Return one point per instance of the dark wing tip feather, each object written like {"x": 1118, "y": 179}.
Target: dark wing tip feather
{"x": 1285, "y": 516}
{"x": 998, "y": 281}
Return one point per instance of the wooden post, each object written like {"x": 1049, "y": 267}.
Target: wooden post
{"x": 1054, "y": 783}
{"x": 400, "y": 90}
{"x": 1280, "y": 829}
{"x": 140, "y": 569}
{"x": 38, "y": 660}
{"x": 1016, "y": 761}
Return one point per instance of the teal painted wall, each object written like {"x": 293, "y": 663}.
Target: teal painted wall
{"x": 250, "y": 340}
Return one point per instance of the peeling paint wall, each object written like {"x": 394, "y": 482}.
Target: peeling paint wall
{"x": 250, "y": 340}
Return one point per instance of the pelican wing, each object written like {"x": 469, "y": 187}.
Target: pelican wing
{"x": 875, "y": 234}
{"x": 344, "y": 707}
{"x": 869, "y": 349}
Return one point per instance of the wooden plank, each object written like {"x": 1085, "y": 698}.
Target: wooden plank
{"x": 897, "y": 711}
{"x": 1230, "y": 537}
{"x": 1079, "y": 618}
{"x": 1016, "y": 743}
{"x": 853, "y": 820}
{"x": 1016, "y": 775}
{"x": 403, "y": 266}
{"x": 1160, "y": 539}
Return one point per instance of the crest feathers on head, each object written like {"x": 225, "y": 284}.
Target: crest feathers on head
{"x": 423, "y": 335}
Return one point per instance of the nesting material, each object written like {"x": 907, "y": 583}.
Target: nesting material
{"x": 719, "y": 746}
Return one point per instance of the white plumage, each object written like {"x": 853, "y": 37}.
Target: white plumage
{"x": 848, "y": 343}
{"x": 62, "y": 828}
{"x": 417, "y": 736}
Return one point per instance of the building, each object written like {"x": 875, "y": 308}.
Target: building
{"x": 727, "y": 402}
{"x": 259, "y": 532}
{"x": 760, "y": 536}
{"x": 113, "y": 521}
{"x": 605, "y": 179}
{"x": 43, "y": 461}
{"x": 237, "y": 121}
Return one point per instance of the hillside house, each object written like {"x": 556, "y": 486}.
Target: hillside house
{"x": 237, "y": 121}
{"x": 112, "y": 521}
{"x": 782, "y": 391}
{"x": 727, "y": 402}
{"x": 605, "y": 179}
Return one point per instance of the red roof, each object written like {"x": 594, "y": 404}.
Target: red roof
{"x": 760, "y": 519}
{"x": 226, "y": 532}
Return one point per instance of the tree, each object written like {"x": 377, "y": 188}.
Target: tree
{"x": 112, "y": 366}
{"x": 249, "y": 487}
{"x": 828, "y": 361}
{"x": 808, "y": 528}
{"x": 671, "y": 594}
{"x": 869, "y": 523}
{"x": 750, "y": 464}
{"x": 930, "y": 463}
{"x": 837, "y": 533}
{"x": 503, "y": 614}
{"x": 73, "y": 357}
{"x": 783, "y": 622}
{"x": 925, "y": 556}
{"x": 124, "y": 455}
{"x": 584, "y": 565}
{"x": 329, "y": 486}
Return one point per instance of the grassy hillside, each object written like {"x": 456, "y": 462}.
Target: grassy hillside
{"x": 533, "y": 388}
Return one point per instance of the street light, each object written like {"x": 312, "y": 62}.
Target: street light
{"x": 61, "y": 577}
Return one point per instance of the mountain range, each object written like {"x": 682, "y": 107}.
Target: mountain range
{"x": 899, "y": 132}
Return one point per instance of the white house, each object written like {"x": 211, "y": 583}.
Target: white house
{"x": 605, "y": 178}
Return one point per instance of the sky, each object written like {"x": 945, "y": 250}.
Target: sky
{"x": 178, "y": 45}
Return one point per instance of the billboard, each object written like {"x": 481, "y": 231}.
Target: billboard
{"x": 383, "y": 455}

============================================================

Task description:
Extract each entry in full and write it down exactly.

Solution to the problem:
Return one point per instance of the dark wing tip feather, each object written like {"x": 1118, "y": 179}.
Target: dark wing tip feather
{"x": 1285, "y": 516}
{"x": 998, "y": 281}
Return one point per instance of the wooden post, each object written like {"x": 1049, "y": 267}.
Target: wooden post
{"x": 1054, "y": 783}
{"x": 400, "y": 90}
{"x": 1280, "y": 829}
{"x": 140, "y": 569}
{"x": 38, "y": 660}
{"x": 1016, "y": 761}
Return one point per instance of the teal painted wall, each object written like {"x": 293, "y": 663}.
Target: teal painted wall
{"x": 250, "y": 340}
Return one point per instance of the peeling paint wall, each object written like {"x": 394, "y": 482}.
Target: peeling paint wall
{"x": 250, "y": 340}
Return one point per instance of the pelican wing, each object written like {"x": 469, "y": 187}.
Target: pelican wing
{"x": 875, "y": 234}
{"x": 344, "y": 707}
{"x": 869, "y": 349}
Return one point per instance of the wooden plank, each object written like {"x": 1085, "y": 698}.
Target: wooden plank
{"x": 897, "y": 711}
{"x": 1230, "y": 537}
{"x": 1079, "y": 618}
{"x": 1016, "y": 743}
{"x": 853, "y": 820}
{"x": 1016, "y": 775}
{"x": 403, "y": 266}
{"x": 1160, "y": 539}
Return one point per instance of the crest feathers on head, each object written like {"x": 225, "y": 284}.
Target: crest feathers on head
{"x": 423, "y": 335}
Return one point per instance of the nesting material, each object written like {"x": 907, "y": 583}.
Target: nesting material
{"x": 719, "y": 746}
Return one point per instance of the white plumage, each object written like {"x": 853, "y": 37}.
Target: white plumage
{"x": 848, "y": 343}
{"x": 62, "y": 828}
{"x": 417, "y": 736}
Return one point per instance of the building, each object written like {"x": 875, "y": 308}.
Target: building
{"x": 727, "y": 402}
{"x": 259, "y": 532}
{"x": 760, "y": 536}
{"x": 113, "y": 521}
{"x": 605, "y": 179}
{"x": 43, "y": 461}
{"x": 237, "y": 121}
Return one point per instance of the hillside house, each object written like {"x": 556, "y": 486}.
Target: hillside house
{"x": 237, "y": 121}
{"x": 112, "y": 521}
{"x": 782, "y": 391}
{"x": 727, "y": 402}
{"x": 605, "y": 179}
Return one point per instance of the red roof, each object written like {"x": 594, "y": 404}.
Target: red roof
{"x": 760, "y": 519}
{"x": 226, "y": 532}
Return one point per instance of the tree, each object written like {"x": 377, "y": 188}.
Target: tree
{"x": 112, "y": 366}
{"x": 249, "y": 487}
{"x": 828, "y": 361}
{"x": 808, "y": 528}
{"x": 671, "y": 594}
{"x": 869, "y": 523}
{"x": 750, "y": 464}
{"x": 930, "y": 463}
{"x": 837, "y": 533}
{"x": 503, "y": 614}
{"x": 73, "y": 357}
{"x": 783, "y": 622}
{"x": 925, "y": 556}
{"x": 124, "y": 455}
{"x": 584, "y": 565}
{"x": 329, "y": 486}
Return one point per instance of the grassy hillside, each object written like {"x": 456, "y": 462}.
Target: grassy hillside
{"x": 533, "y": 388}
Return one point per instance of the street light, each object written like {"x": 312, "y": 62}.
Target: street light
{"x": 61, "y": 577}
Return one point per instance of the mountain range, each object written like {"x": 682, "y": 107}.
Target: mountain range
{"x": 899, "y": 132}
Return one point per instance of the white house, each object written like {"x": 211, "y": 583}.
Target: white house
{"x": 605, "y": 178}
Return one point per instance of the sky, each object written like {"x": 945, "y": 250}.
Target: sky
{"x": 178, "y": 45}
Return one point per instance of the billboard, each object written like {"x": 481, "y": 231}.
Target: billboard
{"x": 383, "y": 455}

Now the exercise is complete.